• _Activity list_
- A) Name every movie that the Joseph Bologna biography mentions, listing each title once and leaving out the television drama.
- B) Write what comes next in the Joseph Bologna biography, starting after its final sentence.

• _Selected text_
====

Joseph Bologna was an American actor, playwright and screenwriter notable for his roles in the comedy films My Favorite Year, Blame It on Rio and Transylvania 6-5000.
Life and career
Bologna was born in Brooklyn, New York to an Italian-American family. He attended St. Rose of Lima school as did Mary Tyler Moore. He attended Brown University, where he majored in art history. Bologna served a tour of duty with the United States Marine Corps. Bologna was hired to produce and direct Manhattan-based TV commercials. Bologna enjoyed a long run in film and television. His breakthrough film Lovers and Other Strangers adapted with his wife Renée Taylor from a play they co-wrote, was based on the true-life circumstances of organizing a wedding on short notice with the involvement of his Italian extended family and her Jewish clan. Several relatives performed as extras in the final cut. The couple shared an Academy Award nomination for Best Adapted Screenplay. A year later, in 1971, the couple again collaborated to write and perform in the movie Made for Each Other. Bologna stayed close with his old-neighborhood aunts and uncles after becoming successful. Two of them were slightly famous on their own: his Uncle Pat was Blacky the Bootblack, whom Joseph Kennedy credited as his main influence when he sold all of his stock holdings in the summer of 1929 ; his aunt Pauline was one of the best-known celebrity chefs, working for Jackie Gleason, Burt Reynolds and many other luminaries. Bologna's aunt Pauline chastised him for starring in Blame It on Rio, which contained some nudity; Bologna remarked, "Blame it on me. It's the last time I invite Aunt Pauline to a film premiere." In 1976, he starred in the television drama What Now, Catherine Curtis? with Lucille Ball. Other film roles for Bologna include:
playing the brother of James Caan's widowed protagonist in Neil Simon's 1979 romance Chapter Two
portraying the Sid Caesar-based character King Kaiser in the 1982 comedy hit My Favorite Year and
as Lenny Koufax, the frustrated father of perpetual slacker Sonny Koufax in the 1999 comedy Big Daddy.

====

• _Supplied records_
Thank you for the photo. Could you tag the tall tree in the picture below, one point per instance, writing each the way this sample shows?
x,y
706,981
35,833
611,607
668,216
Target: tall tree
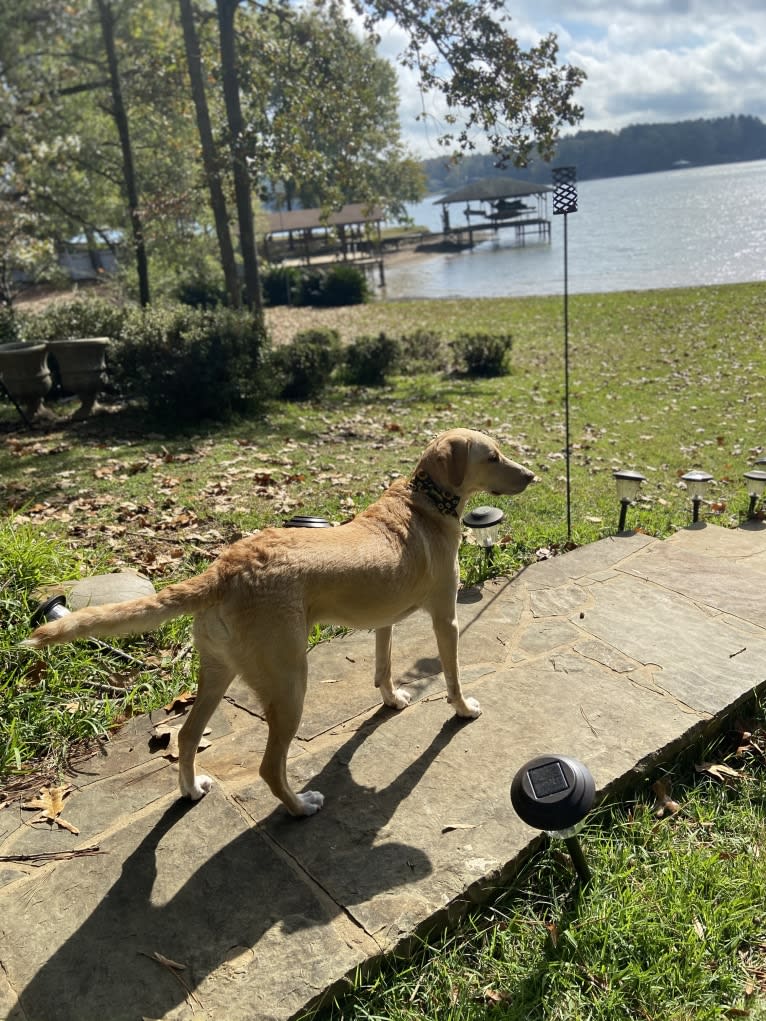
x,y
517,99
329,106
227,10
210,157
120,113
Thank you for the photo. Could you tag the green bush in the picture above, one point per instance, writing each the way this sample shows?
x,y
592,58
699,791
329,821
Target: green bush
x,y
188,365
201,291
302,369
8,325
424,351
282,285
345,285
72,320
483,353
341,285
369,360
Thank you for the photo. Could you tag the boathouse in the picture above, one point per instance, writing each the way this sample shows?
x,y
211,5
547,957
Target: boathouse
x,y
494,204
351,234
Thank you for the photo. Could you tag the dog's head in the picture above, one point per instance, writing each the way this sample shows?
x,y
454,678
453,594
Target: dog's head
x,y
466,462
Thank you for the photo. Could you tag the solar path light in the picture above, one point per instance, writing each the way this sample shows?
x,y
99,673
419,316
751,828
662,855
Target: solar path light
x,y
485,526
756,487
55,608
696,485
555,793
627,490
306,521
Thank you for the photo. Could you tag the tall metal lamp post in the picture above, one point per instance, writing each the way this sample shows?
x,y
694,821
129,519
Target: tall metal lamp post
x,y
565,201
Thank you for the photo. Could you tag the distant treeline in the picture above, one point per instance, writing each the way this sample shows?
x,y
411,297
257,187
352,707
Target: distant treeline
x,y
637,149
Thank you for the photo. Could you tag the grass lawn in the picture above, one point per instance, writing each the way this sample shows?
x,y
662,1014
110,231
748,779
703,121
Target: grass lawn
x,y
661,382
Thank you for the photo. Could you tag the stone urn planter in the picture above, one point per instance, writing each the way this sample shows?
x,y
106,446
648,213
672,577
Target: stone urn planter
x,y
24,370
83,367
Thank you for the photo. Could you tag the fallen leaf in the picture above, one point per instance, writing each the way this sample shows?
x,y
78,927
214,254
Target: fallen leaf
x,y
168,962
180,702
51,801
724,773
164,736
664,803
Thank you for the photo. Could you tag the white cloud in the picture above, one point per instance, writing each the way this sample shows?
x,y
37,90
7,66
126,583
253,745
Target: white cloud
x,y
647,60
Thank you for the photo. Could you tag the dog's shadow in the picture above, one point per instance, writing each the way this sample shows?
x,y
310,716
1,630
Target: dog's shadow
x,y
246,891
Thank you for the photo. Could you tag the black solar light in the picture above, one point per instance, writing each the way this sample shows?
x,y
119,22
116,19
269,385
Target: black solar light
x,y
696,485
565,201
306,521
756,487
55,608
555,793
627,490
485,525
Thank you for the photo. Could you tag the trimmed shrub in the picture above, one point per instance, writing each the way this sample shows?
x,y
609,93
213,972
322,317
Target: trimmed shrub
x,y
189,365
282,285
345,285
483,353
369,360
9,330
301,370
72,320
424,351
340,285
201,292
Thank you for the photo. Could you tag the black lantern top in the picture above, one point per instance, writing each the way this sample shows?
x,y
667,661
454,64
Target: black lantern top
x,y
553,792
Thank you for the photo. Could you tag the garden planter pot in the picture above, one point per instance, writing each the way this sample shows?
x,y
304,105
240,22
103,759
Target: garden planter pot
x,y
24,369
83,367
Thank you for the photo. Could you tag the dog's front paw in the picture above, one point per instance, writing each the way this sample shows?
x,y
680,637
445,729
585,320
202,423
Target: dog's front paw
x,y
312,801
469,709
199,788
398,698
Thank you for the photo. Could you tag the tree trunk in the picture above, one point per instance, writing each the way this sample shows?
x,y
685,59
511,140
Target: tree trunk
x,y
209,156
129,169
226,12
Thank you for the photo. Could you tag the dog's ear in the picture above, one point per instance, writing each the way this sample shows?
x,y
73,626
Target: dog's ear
x,y
457,462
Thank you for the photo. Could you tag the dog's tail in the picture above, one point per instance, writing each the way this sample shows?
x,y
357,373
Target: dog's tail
x,y
130,618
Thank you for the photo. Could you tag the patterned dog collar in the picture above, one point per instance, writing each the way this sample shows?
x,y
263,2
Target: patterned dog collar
x,y
445,502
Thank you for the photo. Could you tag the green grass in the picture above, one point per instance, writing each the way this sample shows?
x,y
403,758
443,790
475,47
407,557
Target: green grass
x,y
661,382
671,928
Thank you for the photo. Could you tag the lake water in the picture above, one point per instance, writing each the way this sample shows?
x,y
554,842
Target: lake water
x,y
682,228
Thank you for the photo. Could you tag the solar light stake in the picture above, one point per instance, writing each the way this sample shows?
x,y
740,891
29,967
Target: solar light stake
x,y
555,793
55,608
565,201
485,525
756,486
627,490
696,483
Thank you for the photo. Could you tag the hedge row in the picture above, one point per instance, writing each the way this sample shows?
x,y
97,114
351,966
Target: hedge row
x,y
186,365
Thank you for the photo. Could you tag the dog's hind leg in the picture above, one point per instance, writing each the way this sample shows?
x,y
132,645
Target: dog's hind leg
x,y
214,677
395,697
447,634
283,709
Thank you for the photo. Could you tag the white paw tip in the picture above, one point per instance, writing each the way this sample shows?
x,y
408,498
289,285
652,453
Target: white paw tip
x,y
401,698
201,785
312,801
471,710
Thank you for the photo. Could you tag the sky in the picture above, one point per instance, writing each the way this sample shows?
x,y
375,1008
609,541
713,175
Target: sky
x,y
647,61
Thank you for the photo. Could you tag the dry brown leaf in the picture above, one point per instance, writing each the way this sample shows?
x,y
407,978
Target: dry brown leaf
x,y
51,801
723,773
180,702
664,803
171,732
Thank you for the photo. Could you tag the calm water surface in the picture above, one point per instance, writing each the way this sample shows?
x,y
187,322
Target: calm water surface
x,y
698,226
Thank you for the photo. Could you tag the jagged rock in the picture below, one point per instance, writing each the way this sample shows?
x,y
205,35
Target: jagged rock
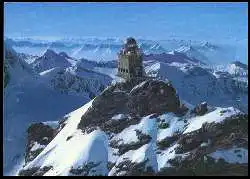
x,y
129,168
85,169
200,109
123,148
35,171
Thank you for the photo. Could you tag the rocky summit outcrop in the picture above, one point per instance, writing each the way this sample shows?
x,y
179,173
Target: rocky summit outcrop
x,y
141,128
136,98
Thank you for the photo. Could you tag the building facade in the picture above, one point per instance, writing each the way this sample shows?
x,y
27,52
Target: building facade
x,y
130,60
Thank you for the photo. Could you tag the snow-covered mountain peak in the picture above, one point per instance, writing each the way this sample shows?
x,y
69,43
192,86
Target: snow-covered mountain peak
x,y
141,129
50,53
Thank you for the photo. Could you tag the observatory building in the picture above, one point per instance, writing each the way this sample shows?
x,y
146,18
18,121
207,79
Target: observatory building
x,y
130,60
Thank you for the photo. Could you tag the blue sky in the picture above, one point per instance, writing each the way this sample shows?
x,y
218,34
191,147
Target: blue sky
x,y
146,20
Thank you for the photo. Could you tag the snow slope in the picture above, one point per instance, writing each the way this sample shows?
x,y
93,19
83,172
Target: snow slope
x,y
28,99
80,153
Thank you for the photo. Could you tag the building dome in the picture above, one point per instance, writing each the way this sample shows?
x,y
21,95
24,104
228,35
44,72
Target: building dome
x,y
130,40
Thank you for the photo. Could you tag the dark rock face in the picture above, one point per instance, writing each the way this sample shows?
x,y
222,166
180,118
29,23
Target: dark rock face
x,y
134,169
85,169
35,171
123,148
150,96
200,109
38,133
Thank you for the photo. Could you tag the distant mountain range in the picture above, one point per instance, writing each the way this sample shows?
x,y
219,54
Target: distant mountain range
x,y
106,49
46,87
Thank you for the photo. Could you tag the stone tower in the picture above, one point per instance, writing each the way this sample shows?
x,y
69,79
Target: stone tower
x,y
130,60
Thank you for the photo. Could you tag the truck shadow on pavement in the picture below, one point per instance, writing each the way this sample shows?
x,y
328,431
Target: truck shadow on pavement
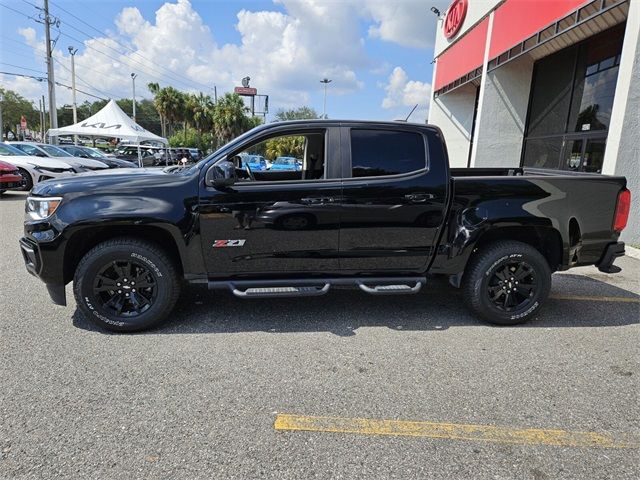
x,y
343,312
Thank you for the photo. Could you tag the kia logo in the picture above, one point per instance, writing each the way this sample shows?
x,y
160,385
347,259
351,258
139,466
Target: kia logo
x,y
455,17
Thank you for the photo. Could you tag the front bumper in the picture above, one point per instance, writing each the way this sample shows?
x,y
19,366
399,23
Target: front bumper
x,y
32,256
613,251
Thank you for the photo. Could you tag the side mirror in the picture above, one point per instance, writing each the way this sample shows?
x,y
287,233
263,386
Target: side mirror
x,y
222,174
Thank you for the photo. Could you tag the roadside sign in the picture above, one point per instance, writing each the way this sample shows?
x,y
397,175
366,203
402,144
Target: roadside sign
x,y
245,90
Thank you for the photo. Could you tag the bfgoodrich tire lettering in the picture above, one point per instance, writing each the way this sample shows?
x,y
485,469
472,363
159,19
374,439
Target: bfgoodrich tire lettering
x,y
125,285
506,282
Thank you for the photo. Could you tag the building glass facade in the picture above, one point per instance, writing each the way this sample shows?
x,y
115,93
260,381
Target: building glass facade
x,y
570,106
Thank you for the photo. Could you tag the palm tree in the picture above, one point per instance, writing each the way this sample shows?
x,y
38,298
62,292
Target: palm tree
x,y
155,89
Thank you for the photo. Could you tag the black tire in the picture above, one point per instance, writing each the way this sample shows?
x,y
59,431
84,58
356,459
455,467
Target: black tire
x,y
27,181
506,283
101,285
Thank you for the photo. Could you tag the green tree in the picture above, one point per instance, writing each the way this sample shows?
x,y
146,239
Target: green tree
x,y
300,113
13,107
229,117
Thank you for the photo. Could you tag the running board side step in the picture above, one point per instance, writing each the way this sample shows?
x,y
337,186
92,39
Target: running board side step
x,y
390,289
313,287
271,292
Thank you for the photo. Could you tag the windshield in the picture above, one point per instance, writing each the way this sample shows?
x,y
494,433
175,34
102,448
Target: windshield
x,y
55,151
285,161
9,151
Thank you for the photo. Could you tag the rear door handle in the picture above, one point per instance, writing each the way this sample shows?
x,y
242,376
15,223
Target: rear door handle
x,y
419,197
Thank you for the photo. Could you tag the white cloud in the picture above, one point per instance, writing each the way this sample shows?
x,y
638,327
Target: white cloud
x,y
406,22
402,93
286,52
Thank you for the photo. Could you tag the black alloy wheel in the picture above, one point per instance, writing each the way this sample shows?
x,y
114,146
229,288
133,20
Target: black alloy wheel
x,y
512,286
126,284
506,282
126,288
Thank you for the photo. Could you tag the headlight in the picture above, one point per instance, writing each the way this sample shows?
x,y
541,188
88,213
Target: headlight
x,y
39,208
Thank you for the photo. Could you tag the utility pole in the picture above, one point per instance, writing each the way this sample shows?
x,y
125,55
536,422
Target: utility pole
x,y
41,117
44,118
53,113
326,82
133,79
1,122
73,52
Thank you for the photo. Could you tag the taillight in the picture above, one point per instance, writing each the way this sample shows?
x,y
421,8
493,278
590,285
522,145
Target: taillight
x,y
622,210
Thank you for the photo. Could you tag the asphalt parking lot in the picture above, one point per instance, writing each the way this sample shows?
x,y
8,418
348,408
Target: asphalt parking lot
x,y
341,386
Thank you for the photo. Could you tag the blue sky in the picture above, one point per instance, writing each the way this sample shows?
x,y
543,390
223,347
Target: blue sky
x,y
377,52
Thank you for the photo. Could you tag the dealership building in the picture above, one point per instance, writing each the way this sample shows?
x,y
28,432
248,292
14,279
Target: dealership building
x,y
543,84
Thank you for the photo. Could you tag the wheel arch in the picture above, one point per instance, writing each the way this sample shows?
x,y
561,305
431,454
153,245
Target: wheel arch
x,y
547,240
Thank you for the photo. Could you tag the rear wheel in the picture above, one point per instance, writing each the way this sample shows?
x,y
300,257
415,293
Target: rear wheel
x,y
506,283
126,285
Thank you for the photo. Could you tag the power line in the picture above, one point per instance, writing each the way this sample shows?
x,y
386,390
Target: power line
x,y
174,75
23,68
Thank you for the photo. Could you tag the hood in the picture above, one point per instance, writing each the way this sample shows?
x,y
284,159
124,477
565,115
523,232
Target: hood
x,y
119,181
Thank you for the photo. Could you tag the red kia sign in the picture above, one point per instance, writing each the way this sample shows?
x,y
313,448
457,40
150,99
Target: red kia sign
x,y
245,91
455,16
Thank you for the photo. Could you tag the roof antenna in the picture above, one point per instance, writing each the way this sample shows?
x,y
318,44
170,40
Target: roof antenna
x,y
411,113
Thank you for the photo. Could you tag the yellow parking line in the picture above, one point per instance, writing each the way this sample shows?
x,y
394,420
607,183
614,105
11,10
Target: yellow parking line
x,y
454,431
595,299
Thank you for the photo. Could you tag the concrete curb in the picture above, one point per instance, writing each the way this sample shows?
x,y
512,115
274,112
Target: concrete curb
x,y
632,252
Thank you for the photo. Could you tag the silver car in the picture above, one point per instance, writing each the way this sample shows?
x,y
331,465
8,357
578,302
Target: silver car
x,y
46,150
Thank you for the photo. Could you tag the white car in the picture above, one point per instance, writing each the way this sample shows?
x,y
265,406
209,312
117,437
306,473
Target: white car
x,y
35,169
46,150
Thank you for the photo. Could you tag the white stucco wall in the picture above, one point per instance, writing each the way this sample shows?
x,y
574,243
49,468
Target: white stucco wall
x,y
622,156
501,121
476,10
453,113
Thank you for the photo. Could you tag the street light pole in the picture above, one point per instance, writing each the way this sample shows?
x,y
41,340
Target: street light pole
x,y
51,83
133,80
73,52
326,82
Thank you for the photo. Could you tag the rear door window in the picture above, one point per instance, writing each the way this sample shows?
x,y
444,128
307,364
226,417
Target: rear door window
x,y
377,152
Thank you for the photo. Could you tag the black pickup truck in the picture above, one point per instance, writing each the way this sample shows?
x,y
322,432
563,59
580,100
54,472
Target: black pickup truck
x,y
375,206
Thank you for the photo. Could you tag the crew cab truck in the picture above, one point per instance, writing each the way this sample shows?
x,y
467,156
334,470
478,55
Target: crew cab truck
x,y
374,206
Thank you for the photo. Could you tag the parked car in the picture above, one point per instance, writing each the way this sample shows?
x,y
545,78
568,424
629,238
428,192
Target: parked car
x,y
34,169
52,151
130,153
10,178
196,154
86,152
256,163
129,240
286,164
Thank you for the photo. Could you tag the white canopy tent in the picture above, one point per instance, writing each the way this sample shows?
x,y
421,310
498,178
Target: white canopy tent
x,y
111,121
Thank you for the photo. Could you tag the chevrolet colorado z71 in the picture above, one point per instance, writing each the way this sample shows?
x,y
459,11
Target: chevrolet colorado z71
x,y
375,205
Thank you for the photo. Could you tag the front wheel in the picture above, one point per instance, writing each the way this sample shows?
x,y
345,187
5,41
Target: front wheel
x,y
27,181
126,285
506,283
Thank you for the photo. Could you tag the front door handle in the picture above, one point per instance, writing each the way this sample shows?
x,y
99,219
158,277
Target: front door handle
x,y
419,197
317,200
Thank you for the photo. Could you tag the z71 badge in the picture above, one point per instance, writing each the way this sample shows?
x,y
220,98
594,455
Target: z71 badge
x,y
228,243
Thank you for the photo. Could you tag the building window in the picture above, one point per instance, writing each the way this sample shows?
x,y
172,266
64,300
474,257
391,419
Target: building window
x,y
571,101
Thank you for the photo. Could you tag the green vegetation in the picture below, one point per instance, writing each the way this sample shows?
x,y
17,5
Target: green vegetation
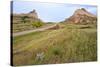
x,y
37,24
70,43
24,19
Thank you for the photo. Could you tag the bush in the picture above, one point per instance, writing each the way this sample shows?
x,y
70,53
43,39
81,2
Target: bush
x,y
37,24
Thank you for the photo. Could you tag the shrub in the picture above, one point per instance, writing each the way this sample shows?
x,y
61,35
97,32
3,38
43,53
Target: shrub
x,y
37,24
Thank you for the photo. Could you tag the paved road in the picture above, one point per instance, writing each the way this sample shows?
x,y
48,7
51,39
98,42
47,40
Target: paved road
x,y
30,31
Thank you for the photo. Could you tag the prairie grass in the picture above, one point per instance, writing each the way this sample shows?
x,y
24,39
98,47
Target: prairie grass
x,y
66,45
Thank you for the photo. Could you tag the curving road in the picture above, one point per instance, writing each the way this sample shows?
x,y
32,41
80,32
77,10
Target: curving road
x,y
30,31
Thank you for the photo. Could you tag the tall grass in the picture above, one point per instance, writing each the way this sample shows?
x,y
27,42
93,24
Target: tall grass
x,y
56,46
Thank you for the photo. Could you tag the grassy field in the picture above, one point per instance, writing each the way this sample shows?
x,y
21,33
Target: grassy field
x,y
70,43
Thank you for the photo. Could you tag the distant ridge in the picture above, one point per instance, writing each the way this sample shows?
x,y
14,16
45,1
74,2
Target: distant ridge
x,y
81,16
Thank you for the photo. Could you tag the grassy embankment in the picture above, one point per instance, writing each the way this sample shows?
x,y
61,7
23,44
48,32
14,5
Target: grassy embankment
x,y
71,43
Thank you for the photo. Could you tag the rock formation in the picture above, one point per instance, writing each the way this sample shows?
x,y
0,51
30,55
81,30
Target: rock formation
x,y
82,16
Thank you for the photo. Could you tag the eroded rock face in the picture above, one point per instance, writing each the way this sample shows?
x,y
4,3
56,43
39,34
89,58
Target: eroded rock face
x,y
81,16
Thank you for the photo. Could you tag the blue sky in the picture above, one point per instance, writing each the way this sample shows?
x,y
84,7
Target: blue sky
x,y
50,12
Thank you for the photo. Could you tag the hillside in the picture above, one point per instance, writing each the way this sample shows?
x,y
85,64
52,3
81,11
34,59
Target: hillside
x,y
81,16
23,21
66,45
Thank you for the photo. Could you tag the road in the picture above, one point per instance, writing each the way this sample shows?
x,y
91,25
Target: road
x,y
30,31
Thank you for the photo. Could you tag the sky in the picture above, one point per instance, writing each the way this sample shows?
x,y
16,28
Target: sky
x,y
50,12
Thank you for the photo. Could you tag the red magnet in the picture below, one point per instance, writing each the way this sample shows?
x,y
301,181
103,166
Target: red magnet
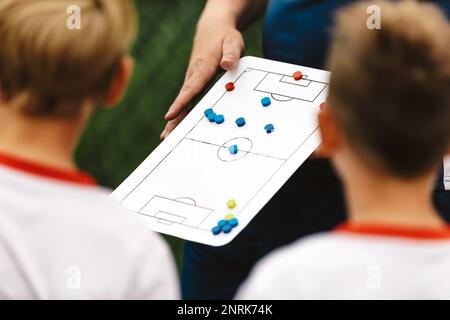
x,y
229,86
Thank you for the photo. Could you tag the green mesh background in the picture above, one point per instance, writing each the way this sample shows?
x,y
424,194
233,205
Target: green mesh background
x,y
118,140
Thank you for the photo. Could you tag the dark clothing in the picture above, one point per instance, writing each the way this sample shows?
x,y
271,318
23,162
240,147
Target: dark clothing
x,y
311,201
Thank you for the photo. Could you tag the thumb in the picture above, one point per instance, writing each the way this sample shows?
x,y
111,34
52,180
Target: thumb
x,y
232,48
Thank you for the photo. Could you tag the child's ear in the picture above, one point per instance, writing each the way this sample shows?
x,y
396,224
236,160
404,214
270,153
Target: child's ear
x,y
330,133
120,82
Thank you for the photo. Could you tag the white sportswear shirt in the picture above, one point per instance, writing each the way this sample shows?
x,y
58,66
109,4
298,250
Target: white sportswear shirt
x,y
356,263
62,238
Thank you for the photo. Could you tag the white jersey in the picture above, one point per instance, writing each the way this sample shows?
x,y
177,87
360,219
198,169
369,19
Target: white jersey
x,y
61,237
356,263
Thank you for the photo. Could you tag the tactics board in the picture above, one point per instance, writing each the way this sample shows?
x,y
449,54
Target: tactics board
x,y
183,187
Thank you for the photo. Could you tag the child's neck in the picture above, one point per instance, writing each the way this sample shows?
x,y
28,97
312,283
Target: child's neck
x,y
46,141
375,199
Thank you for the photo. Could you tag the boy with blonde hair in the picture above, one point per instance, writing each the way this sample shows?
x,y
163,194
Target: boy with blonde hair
x,y
60,235
387,129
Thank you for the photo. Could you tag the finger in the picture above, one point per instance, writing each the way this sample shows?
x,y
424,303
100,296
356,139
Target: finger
x,y
232,48
191,88
171,125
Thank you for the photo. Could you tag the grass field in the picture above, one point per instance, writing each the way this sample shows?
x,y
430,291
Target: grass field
x,y
118,140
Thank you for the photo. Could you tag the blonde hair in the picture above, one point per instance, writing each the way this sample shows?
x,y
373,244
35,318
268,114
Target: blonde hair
x,y
55,69
390,88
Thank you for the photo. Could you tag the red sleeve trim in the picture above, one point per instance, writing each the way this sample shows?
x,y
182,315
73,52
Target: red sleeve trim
x,y
37,169
394,231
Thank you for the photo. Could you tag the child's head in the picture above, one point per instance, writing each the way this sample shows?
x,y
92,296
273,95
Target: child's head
x,y
49,69
389,101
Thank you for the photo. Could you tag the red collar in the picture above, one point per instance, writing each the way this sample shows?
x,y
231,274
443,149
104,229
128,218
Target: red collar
x,y
30,167
404,232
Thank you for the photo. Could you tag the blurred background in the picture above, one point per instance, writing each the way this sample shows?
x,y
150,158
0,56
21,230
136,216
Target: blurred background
x,y
118,140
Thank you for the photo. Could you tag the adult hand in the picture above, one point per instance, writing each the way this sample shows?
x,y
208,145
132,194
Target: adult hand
x,y
217,44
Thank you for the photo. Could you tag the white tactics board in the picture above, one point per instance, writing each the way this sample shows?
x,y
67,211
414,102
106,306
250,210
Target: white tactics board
x,y
183,187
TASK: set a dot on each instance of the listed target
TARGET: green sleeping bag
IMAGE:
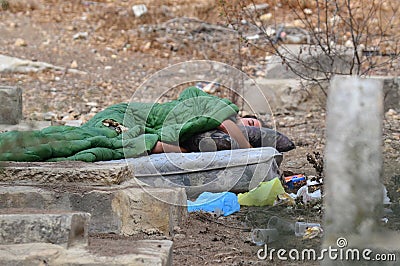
(143, 125)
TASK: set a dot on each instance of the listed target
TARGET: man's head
(249, 121)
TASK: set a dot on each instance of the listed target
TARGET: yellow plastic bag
(264, 194)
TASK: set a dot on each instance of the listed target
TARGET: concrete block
(61, 172)
(353, 159)
(33, 226)
(138, 253)
(115, 209)
(11, 105)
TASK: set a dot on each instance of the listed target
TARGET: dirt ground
(119, 52)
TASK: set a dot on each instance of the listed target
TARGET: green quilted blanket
(139, 127)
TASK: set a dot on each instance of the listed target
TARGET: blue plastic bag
(223, 202)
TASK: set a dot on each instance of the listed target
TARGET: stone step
(68, 171)
(107, 252)
(122, 210)
(67, 229)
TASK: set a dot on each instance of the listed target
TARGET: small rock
(139, 10)
(74, 64)
(298, 23)
(391, 112)
(92, 104)
(179, 236)
(49, 116)
(20, 42)
(266, 17)
(147, 46)
(71, 28)
(307, 11)
(259, 7)
(349, 43)
(81, 35)
(178, 230)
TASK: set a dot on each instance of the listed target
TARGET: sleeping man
(135, 129)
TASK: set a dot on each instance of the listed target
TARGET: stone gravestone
(11, 105)
(353, 156)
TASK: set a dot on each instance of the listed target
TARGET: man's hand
(230, 128)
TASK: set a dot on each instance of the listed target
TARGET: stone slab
(114, 209)
(11, 105)
(62, 172)
(34, 226)
(141, 253)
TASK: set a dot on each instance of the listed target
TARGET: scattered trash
(386, 199)
(139, 10)
(312, 232)
(81, 35)
(295, 181)
(264, 194)
(385, 220)
(209, 87)
(284, 199)
(306, 196)
(224, 203)
(283, 226)
(264, 236)
(300, 228)
(275, 227)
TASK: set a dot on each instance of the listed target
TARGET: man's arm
(230, 128)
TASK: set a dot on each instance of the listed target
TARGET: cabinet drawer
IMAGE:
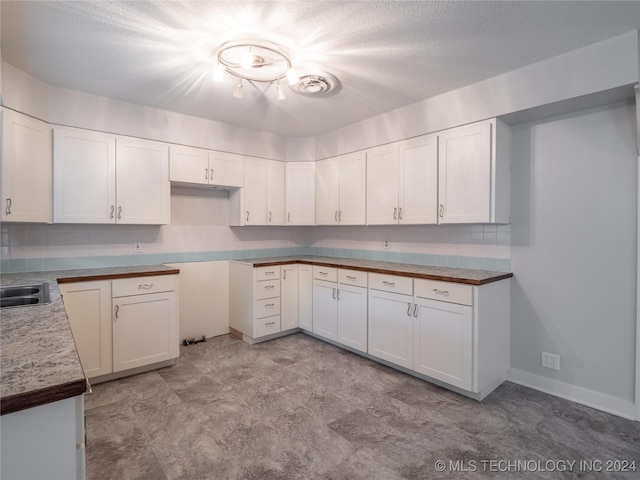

====

• _Results by task_
- A)
My Favorite Year
Blame It on Rio
Transylvania 6-5000
Lovers and Other Strangers
Made for Each Other
Chapter Two
Big Daddy

- B)
In 1987, Bologna starred in the TV musical sitcom Rags to Riches as the millionaire mogul turned adoptive father, Nick Foley; the show aired for two seasons. He played the mad scientist Dr. Malavaqua in the 1985 comedy Transylvania 6-5000. From 1996 to 1998, he voice-acted the character Inspector Dan Turpin, a hot-headed police officer modeled after Jack Kirby, in several episodes of '. In 2006, he became the voice of Mr. Start in '. He and his wife Renée Taylor had two children, son Gabriel and daughter Zizi. Gabriel became an actor, writer and director, and Zizi worked in the music production department for films. Taylor and Bologna also starred together on stage and on television. Bologna played a love interest for his real-life wife in the "Maternal Affairs" episode of the sitcom The Nanny in the sixth and final season, in which Taylor plays Sylvia, the already-married mother of Fran Drescher's character. He also appeared in the first-season episode "The Gym Teacher", as a famous actor for whom Maxwell Sheffield once interned. From 2012 until before his death in 2017, Bologna appeared in numerous roles on TV and in motion pictures, including roles on NCIS, Funny or Die, stage productions, and national commercials. In 2017, Bologna received the Night of 100 Stars Oscar Gala Lifetime Achievement Award from actor comedian Richard Lewis and his peers to celebrate his 60-year career, and for his efforts to help save the Motion Picture Home and Hospital in 2012.